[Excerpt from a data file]
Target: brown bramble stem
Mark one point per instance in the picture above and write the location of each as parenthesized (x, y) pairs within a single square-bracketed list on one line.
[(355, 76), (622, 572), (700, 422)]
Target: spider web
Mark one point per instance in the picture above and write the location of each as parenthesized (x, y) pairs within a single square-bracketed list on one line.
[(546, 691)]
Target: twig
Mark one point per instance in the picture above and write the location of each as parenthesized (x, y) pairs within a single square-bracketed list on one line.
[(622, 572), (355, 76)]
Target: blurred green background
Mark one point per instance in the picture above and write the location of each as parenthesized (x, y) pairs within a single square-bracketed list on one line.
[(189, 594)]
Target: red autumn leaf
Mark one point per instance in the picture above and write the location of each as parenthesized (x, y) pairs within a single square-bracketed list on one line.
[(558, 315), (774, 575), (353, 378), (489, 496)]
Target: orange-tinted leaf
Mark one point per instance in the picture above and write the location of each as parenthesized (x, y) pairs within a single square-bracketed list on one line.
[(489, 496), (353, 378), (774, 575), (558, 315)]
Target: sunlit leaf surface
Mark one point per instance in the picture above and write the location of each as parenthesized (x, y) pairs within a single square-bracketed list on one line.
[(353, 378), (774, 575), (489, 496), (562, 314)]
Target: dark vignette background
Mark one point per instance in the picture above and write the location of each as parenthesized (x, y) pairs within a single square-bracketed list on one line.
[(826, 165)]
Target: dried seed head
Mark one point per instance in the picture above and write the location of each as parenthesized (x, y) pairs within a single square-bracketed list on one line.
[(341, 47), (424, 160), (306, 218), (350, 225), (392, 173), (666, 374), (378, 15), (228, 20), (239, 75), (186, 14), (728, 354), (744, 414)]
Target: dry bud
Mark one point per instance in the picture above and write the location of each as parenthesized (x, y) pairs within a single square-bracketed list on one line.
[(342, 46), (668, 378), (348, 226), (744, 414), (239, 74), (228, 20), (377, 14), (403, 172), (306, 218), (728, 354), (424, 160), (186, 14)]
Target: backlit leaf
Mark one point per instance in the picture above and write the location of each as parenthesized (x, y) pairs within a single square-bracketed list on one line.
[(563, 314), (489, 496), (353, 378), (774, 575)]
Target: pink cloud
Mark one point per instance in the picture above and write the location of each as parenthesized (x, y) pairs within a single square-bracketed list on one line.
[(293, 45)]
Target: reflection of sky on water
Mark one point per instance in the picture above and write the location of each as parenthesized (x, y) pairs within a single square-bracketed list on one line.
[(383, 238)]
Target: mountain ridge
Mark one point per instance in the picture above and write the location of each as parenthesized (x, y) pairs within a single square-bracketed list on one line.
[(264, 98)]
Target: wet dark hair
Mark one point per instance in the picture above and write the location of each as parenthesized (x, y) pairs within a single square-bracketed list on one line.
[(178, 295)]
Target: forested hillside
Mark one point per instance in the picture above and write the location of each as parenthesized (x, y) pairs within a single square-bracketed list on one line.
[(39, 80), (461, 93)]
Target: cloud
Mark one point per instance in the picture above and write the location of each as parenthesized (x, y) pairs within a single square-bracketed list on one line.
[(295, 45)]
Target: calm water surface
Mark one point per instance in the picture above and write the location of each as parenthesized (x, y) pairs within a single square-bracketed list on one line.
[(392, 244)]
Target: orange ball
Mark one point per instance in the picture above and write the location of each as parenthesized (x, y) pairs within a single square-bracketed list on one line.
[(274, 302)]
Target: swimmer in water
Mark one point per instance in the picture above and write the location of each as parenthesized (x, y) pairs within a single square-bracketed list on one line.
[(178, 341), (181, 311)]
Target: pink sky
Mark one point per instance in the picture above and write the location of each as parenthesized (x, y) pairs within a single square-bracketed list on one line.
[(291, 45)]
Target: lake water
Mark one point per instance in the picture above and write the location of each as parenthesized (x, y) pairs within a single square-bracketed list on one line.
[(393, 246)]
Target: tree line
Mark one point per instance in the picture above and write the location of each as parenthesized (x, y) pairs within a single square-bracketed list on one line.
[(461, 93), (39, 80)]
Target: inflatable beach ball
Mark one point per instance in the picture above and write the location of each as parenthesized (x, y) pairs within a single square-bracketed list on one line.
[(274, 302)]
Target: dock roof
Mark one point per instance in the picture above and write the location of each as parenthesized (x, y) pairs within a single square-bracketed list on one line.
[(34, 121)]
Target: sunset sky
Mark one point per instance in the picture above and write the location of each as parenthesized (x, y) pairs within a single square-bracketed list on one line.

§ **Given instruction**
Output every line above as a numbered list, with blank lines omitted.

§ **Exercise output**
1. Target: brown bramble stem
2. Mark one point per instance in the picture above and write the location of each as parenthesized (x, y) pairs within a single square-bracketed list on one line.
3. [(355, 76), (622, 572), (700, 422)]
4. Target: spider web
5. Mark one point per instance in the picture above and write the location of each as parenthesized (x, y) pairs within a single square-bracketed list on one line.
6. [(546, 691)]
7. Target: twig
8. Mark one point per instance in the picture above and write the location of each as parenthesized (x, y) pairs within a single square-bracketed list on one line.
9. [(622, 572), (355, 76)]
10. Target: blurred green background
11. Mark one point per instance in the picture above and write the location of each as parenthesized (x, y) pairs within a single square-bracketed list on one line.
12. [(189, 594)]
13. Target: red autumn leaf
14. Mark one point per instance in the picture above and write the location of each as parenthesized (x, y) pairs within a single square-bracketed list on one line.
15. [(558, 315), (774, 575), (353, 378), (489, 496)]
16. Target: orange-tinted leaf
17. Mark one point per instance in the picture above and write the location of each as parenthesized (x, y) pairs within a single square-bracketed list on one line.
18. [(489, 496), (353, 378), (774, 575), (558, 315)]
19. Target: sunlit leaf surface
20. Mark one point per instance in the picture above and write the location of each as parenthesized (x, y) pairs within a single square-bracketed list on one line.
21. [(353, 378), (774, 575), (489, 496), (562, 314)]
22. Target: dark vignette background
23. Mark one point per instance in the picture above and write the location of each as parenthesized (x, y) pairs within a single square-bracketed list on one line.
24. [(826, 165)]
25. Target: dried seed head
26. Mark one point per instance in the picture above and write the location of each as parenthesized (x, y) pairs within a single square-bracketed list on one line.
27. [(341, 47), (424, 160), (306, 218), (350, 225), (392, 173), (666, 374), (378, 15), (228, 20), (239, 75), (186, 14), (728, 354), (744, 414)]
28. Target: dry bud
29. Mark one point per instance in the picture above and write the location of each as parenthesized (x, y) pairs within a single square-bracketed list on one line.
30. [(342, 46), (668, 378), (348, 226), (744, 414), (239, 74), (228, 20), (377, 14), (403, 172), (306, 218), (728, 354), (424, 160), (186, 14)]
31. Target: backlit leaf
32. Mark one point per instance in the picture above and write the location of each as parenthesized (x, y) pairs within a single square-bracketed list on one line.
33. [(563, 314), (489, 496), (353, 378), (774, 575)]
34. Target: pink cloud
35. Mark one point per instance in the picture above and write the location of each as parenthesized (x, y) pairs within a single square-bracketed list on one line.
36. [(293, 45)]
37. Target: reflection of sky on water
38. Mark one point per instance in the picture above and write the location of each as parenthesized (x, y) pairs within a single square-bracketed list on one line.
39. [(383, 238)]
40. Target: mountain ridge
41. Mark one point per instance in the picture above and write the location of each as parenthesized (x, y) pairs within a single square-bracketed list on one line.
42. [(264, 98)]
43. Target: wet dark hair
44. Mark one point per instance in the picture above and write the location of each as parenthesized (x, y) pairs within a single square-bracketed list on one line.
45. [(178, 295)]
46. Target: forested hillside
47. Mark one point per instance in the picture above and write the location of each as parenthesized (x, y) pairs within a single square-bracketed list on one line.
48. [(39, 80), (461, 93)]
49. Target: cloud
50. Mark one point per instance in the picture above and write the location of each as parenthesized (x, y) pairs within a single square-bracketed list on one line.
51. [(295, 45)]
52. Target: calm water surface
53. Mark one point per instance in the picture above and write the location of each as parenthesized (x, y) pairs within a single square-bracketed list on one line.
54. [(392, 244)]
55. Target: orange ball
56. Mark one point per instance in the picture above and write the location of each as parenthesized (x, y) pairs within a single square-bracketed list on one line.
57. [(274, 302)]
58. Target: swimmer in water
59. Mark one point per instance in the picture above and write the location of each as parenthesized (x, y) pairs within a single square-bracketed list on one line.
60. [(178, 341), (181, 311)]
61. Target: pink sky
62. Mark one point per instance in the picture above and write the location of each as parenthesized (x, y) pairs within a single square-bracketed list on one line.
63. [(291, 45)]
64. Target: lake water
65. Mark one point per instance in the picture above and write the location of each as parenthesized (x, y) pairs within a single square-bracketed list on one line.
66. [(393, 246)]
67. Target: tree line
68. Mark one point per instance in the picture above and write the location of each as parenthesized (x, y) pairs within a single square-bracketed list on one line.
69. [(461, 93), (39, 80)]
70. Target: inflatable beach ball
71. Mark one point per instance in the picture above and write the location of each as parenthesized (x, y) pairs within a single square-bracketed list on one line.
72. [(274, 302)]
73. Target: dock roof
74. Mark one point per instance in the picture above and write the location of each as parenthesized (x, y) pairs within a single square-bracketed list on one line.
75. [(34, 121)]
76. Target: sunset sky
77. Mark one point per instance in the picture above and write the location of each as parenthesized (x, y) pairs within a single square-bracketed list on one line.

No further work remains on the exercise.